Exercise prompt: Revise the Bazaar-over-NFS post starting with "Thu Nov 20 12:47:24" and going on through "branch data simultaneously.", putting "SFTP" wherever "SSH" appears.

Text passage:
=====

Experience of centralized workflow with NFS-mounted storage?

Thu Nov 20 12:47:24 GMT 2008

Mikael Karlsson wrote:
> We're setting up a Bazaar environment with a centralized workflow and we 
> wonder if someone have experience of having a Bazaar server with a 
> mounted NFS-storage where the branch data is stored?
>
> Clients will checkout data over SSH from the server to clients like this
>
> Branch data <=== NFS ===> Bazaar server <=== SSH ===> Developer
>
> We could be talking about several hundred users checking out and 
> committing data and several gigabytes of branch data simultaneously.
>
> The actual question is how file locking will work when using NFS? I know 
> it doesnt work with cvs but it work with subversion.
>
> I've tried to find information in the old mailing list archive but not 
> found anything that gives me answers.
>
> The obvious reason to store everything on the SAN are for availability 
> and security reasons and also to be able to make a quick recover if one 
> server fails since there will be a backup server in standby in case of 
> failure.
>
> I would be pleased if the developers of Bazaar could give me a 
> recommendation if this is a good idea or not.
> Also if someone have experience of this, good or bad.
>
>
> Regards
>
> Mikael
>
>   
Mikael,
I am a user who did set up what you propose and had some problems with it.

=====

Records supplied:
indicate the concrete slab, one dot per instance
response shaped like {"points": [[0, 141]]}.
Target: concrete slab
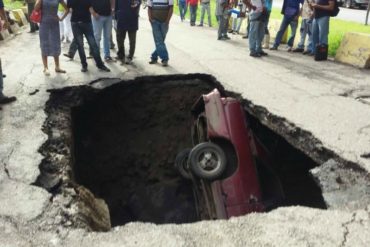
{"points": [[354, 50], [21, 201]]}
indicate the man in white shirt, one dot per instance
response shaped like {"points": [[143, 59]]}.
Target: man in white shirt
{"points": [[160, 13]]}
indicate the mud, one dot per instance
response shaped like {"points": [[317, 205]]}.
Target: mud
{"points": [[125, 142], [110, 153]]}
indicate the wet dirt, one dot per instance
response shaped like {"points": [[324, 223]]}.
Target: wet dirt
{"points": [[120, 143], [125, 142]]}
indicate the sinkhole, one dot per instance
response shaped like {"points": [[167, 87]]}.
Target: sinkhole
{"points": [[124, 140]]}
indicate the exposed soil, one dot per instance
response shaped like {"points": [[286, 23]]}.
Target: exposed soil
{"points": [[121, 142], [126, 141]]}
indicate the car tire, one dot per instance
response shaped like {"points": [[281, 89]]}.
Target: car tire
{"points": [[181, 163], [207, 161], [348, 4]]}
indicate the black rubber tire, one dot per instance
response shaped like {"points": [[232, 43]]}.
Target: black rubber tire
{"points": [[207, 161], [181, 163]]}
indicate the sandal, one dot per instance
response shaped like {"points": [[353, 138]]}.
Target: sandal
{"points": [[60, 71], [46, 72]]}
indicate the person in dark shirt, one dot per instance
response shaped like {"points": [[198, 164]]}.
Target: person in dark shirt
{"points": [[3, 99], [291, 11], [102, 11], [127, 16], [81, 25], [320, 25]]}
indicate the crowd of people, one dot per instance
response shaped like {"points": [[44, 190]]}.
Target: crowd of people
{"points": [[230, 14], [72, 20]]}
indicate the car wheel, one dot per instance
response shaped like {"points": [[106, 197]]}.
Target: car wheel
{"points": [[181, 163], [207, 161], [348, 4]]}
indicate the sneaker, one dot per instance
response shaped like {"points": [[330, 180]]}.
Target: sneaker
{"points": [[7, 100], [298, 50], [46, 72], [104, 68], [68, 55], [108, 59], [262, 53], [129, 60], [254, 54]]}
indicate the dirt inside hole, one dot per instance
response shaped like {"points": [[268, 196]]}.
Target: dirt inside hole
{"points": [[124, 142]]}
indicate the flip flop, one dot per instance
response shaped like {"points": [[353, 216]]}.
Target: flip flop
{"points": [[60, 71]]}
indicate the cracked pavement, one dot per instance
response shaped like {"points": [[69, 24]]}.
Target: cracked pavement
{"points": [[322, 101]]}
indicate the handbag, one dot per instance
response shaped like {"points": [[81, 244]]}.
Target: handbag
{"points": [[36, 16]]}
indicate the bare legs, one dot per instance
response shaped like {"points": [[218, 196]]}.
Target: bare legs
{"points": [[57, 65]]}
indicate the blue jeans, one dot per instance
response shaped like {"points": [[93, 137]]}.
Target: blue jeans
{"points": [[236, 24], [306, 29], [320, 31], [160, 30], [222, 26], [103, 23], [80, 29], [287, 20], [193, 14], [183, 7], [256, 33], [205, 8]]}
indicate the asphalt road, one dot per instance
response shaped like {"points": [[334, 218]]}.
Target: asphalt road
{"points": [[315, 104], [355, 15]]}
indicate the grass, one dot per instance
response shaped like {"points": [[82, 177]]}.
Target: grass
{"points": [[13, 4], [337, 27]]}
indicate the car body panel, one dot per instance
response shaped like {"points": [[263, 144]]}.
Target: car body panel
{"points": [[239, 193]]}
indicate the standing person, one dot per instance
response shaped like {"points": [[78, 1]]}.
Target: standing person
{"points": [[49, 32], [81, 26], [206, 7], [257, 18], [30, 6], [3, 99], [127, 16], [306, 29], [160, 13], [237, 22], [290, 11], [102, 11], [183, 7], [320, 26], [268, 4], [222, 8], [65, 25], [193, 7]]}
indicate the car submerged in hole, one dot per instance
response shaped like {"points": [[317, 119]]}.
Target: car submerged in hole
{"points": [[230, 169]]}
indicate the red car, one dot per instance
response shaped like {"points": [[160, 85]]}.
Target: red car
{"points": [[223, 162]]}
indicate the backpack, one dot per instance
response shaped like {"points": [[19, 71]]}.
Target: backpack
{"points": [[335, 11]]}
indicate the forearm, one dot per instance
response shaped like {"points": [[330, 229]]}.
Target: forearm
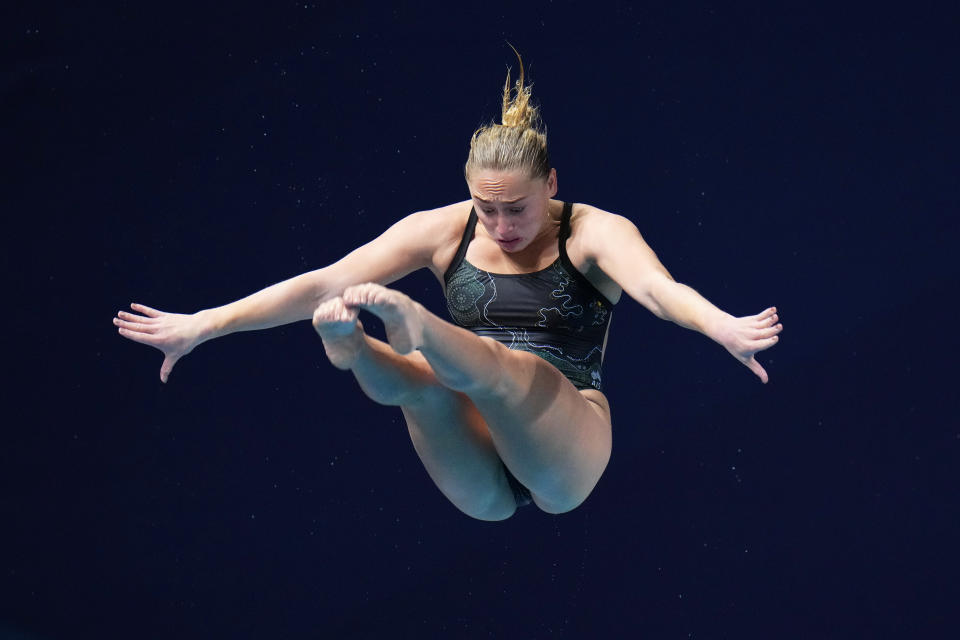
{"points": [[285, 302], [681, 304]]}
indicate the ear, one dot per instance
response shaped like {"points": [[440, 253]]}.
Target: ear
{"points": [[552, 183]]}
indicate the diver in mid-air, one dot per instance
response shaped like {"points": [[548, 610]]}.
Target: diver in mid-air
{"points": [[504, 405]]}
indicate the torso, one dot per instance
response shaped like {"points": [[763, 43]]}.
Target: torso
{"points": [[543, 302]]}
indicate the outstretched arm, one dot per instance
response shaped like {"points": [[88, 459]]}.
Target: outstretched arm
{"points": [[621, 252], [406, 246]]}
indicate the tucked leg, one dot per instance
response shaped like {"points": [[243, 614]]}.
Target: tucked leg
{"points": [[555, 439], [447, 431]]}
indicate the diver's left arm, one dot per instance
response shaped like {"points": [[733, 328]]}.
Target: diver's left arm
{"points": [[619, 250]]}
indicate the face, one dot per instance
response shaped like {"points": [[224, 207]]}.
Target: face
{"points": [[512, 207]]}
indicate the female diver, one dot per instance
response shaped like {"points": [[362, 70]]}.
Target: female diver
{"points": [[504, 407]]}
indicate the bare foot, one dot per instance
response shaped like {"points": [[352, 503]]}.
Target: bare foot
{"points": [[341, 332], [400, 314]]}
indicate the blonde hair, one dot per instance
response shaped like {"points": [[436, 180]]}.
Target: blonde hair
{"points": [[519, 142]]}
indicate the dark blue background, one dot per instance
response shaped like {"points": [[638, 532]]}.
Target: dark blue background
{"points": [[797, 155]]}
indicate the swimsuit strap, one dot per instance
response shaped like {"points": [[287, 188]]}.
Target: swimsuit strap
{"points": [[562, 237], [462, 249]]}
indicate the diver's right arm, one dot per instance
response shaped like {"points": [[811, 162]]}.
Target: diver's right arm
{"points": [[408, 245]]}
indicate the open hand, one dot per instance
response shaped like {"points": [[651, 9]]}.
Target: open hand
{"points": [[744, 337], [174, 334]]}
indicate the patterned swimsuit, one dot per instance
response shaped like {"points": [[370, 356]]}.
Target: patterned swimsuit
{"points": [[555, 313]]}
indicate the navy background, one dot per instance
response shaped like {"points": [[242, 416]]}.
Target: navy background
{"points": [[796, 156]]}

=====

Full answer:
Thu Nov 20 12:47:24 GMT 2008

Mikael Karlsson wrote:
> We're setting up a Bazaar environment with a centralized workflow and we 
> wonder if someone have experience of having a Bazaar server with a 
> mounted NFS-storage where the branch data is stored?
>
> Clients will checkout data over SFTP from the server to clients like this
>
> Branch data <=== NFS ===> Bazaar server <=== SFTP ===> Developer
>
> We could be talking about several hundred users checking out and 
> committing data and several gigabytes of branch data simultaneously.